------ Text zum Lesen ------

Von Birgit Tragsdorf

ver.di-Frau Angelika Kelsch

Wie lebt ein Ortsverein, was kann er bewirken und wie wird er wahrgenommen als Basis der Gewerkschaft? Für die Wittenberger ver.dianer ist es selbstverständlich, dass sie die Montagsdemos, die sozialen Bündnisse in der Stadt und der Region unterstützen. Auch bei Streikaktionen in den verschiedenen Branchen sind sie präsent und für Senior/innen sind sie ein wichtiger Partner.

"Wir treffen uns jeden ersten Mittwoch im Monat bei jedem Wetter und zu jeder Jahreszeit, um unsere Aktionen zu planen", erzählt Angelika Kelsch über den Ortsverein Wittenberg. Auch wenn sie dabei lächelt - das ist ihr ernst: Denn sie und ihre Mitstreiter haben die Erfahrung gemacht, dass längere Pausen der Arbeit vor Ort nicht gut tun.

Die nächste Geschäftsstelle von ver.di ist in Halle, das ist für viele zu weit für eine Beratungsstunde oder eine Kontaktaufnahme. In Wittenberg beraten sie immer mittwochs von 15.30 Uhr bis 18 Uhr im ver.di.-Büro in der Jüdenstraße - ehrenamtlich. Rechtsfragen werden notiert, an Experten weitergeleitet, und was hier zu klären ist, erledigen sie, die Gewerkschafter im Ortsverein, mit ihren Erfahrungen gleich selbst. Mit einem aktiven Kern von etwa 20 Leuten aus mehreren Fachbereichen decken sie nicht nur die Beratung ab, sie sind auch der Motor für die zahlreichen Aktionen in Wittenberg.

------ Übersicht der Daten ------

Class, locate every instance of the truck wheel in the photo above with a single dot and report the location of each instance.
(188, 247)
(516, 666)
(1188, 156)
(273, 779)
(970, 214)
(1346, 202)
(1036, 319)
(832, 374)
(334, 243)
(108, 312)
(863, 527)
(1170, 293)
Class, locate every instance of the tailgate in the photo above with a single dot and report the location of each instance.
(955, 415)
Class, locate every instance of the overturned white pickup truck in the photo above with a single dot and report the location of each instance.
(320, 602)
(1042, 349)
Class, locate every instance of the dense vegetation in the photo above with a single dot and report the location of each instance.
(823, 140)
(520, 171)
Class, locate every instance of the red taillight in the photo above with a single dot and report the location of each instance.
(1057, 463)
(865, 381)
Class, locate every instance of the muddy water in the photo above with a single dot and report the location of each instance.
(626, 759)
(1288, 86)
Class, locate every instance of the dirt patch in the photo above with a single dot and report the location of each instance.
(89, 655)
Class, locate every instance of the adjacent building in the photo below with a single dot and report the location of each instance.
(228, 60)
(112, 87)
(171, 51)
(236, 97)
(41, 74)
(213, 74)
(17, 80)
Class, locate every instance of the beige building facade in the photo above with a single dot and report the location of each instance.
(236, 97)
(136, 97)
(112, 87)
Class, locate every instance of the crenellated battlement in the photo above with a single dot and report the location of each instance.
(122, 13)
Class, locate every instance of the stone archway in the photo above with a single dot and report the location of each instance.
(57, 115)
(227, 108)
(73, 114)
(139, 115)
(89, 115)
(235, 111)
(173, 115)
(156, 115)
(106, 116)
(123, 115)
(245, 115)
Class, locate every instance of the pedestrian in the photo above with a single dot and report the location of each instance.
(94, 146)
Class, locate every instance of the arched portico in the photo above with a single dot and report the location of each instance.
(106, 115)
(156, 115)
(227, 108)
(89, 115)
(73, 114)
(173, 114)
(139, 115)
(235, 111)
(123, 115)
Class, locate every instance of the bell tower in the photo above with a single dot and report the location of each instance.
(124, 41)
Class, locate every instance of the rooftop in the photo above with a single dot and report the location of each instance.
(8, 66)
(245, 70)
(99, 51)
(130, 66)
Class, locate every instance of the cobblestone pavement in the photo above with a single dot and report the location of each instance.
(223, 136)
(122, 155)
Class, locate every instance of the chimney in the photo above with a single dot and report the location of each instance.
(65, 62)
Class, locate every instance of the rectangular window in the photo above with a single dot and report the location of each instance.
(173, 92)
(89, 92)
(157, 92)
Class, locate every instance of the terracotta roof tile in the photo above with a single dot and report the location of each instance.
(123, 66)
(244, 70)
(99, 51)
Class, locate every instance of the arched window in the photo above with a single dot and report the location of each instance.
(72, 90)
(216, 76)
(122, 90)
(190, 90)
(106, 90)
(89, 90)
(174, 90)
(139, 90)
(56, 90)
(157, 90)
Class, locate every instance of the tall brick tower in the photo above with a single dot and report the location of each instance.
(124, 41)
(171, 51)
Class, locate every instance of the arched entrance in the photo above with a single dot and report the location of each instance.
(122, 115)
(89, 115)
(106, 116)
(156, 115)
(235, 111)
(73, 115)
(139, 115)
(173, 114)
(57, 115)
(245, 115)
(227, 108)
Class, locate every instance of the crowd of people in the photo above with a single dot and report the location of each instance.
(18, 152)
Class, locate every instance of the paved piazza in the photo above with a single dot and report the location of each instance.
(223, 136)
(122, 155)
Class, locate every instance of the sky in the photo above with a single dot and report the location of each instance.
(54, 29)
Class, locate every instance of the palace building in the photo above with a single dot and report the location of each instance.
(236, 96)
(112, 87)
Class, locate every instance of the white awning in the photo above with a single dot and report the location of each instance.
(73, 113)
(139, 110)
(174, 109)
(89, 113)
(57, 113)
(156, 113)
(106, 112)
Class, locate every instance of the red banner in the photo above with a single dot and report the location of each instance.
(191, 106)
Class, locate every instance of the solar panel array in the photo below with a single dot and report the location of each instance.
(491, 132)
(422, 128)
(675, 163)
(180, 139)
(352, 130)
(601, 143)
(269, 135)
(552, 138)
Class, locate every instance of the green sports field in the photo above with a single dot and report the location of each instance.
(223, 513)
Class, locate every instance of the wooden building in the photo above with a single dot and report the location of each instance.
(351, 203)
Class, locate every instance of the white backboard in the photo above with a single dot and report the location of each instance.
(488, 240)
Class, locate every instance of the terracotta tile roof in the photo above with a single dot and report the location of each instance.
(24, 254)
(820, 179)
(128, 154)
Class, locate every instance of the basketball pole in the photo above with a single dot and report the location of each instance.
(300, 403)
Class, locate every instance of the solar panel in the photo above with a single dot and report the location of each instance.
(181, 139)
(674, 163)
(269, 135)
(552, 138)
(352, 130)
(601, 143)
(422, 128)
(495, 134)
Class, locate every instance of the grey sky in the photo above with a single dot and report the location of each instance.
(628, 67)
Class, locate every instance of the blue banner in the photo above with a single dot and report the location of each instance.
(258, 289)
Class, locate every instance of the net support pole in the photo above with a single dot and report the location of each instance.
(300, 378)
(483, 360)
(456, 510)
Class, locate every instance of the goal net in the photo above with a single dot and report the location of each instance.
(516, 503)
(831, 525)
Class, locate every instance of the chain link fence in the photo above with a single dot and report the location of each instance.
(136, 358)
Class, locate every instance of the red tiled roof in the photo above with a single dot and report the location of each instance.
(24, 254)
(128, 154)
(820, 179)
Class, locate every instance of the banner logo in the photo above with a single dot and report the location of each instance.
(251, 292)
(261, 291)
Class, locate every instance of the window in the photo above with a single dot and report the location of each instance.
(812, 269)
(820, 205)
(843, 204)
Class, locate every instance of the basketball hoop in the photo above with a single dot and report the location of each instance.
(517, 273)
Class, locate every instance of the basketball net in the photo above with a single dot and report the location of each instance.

------

▶ **Aufgaben zum Text**:
1) Ändere im Text über den Ortsverein Wittenberg das Stück von „Von Birgit Tragsdorf“ bis „ein wichtiger Partner.“: Schreib es noch einmal auf, aber mit „Kundgebungen“ statt „Montagsdemos“.
2) Beantworte diese Fragen zum Text über den Ortsverein Wittenberg:
(a) Wann trifft sich der Ortsverein, um seine Aktionen zu planen?
(b) In welcher Stadt ist die nächste Geschäftsstelle von ver.di?
(c) Wie viele Leute gehören ungefähr zum aktiven Kern?
3) Setze den Text über den Ortsverein Wittenberg nach seinem letzten Satz fort.

▶ **Antworten je Aufgabe**:
1)
Von Birgit Tragsdorf

ver.di-Frau Angelika Kelsch

Wie lebt ein Ortsverein, was kann er bewirken und wie wird er wahrgenommen als Basis der Gewerkschaft? Für die Wittenberger ver.dianer ist es selbstverständlich, dass sie die Kundgebungen, die sozialen Bündnisse in der Stadt und der Region unterstützen. Auch bei Streikaktionen in den verschiedenen Branchen sind sie präsent und für Senior/innen sind sie ein wichtiger Partner.

2)
(a) Jeden ersten Mittwoch im Monat.
(b) In Halle.
(c) Etwa 20 Leute.

3)
Bei den Einwohnern sind die Ortsvereinsaktivisten inzwischen bekannt, sie haben gute Kontakte zur Presse aufgebaut, wo sie ihre Termine und Aktionen platzieren können. So wurde schon manch erfolgreiche Geschichte gestartet: wie etwa bei der ungerechten Eingruppierung der Erzieher/innen durch die Stadtverwaltung. Die Gewerkschafter zogen an die Schlosskirche und schlugen ihre Thesen an die Tür: Mit Erfolg, auch das hat Tradition in Wittenberg. Angelika Kelsch schätzt die Arbeit an der Basis hoch ein: "Hier sehe ich, was passiert, hier können wir etwas bewegen."

Diskussion zur Wahl

Zwei Mal im Jahr organisieren die ver.dianer eine Podiumsdiskussion mit den Politikern der Stadt, dem Landkreis oder dem Land, um sie nach ihren Positionen zu befragen. Da sitzen im gut besuchten Saal nicht nur ver.di-Mitglieder. Besonderen Zuspruch gibt es selbstverständlich in Wahlphasen: In einem halben Jahr wird in Sachsen-Anhalt ein neuer Landtag gewählt. Auch diesmal werden die Kandidaten wieder zur Diskussion eingeladen.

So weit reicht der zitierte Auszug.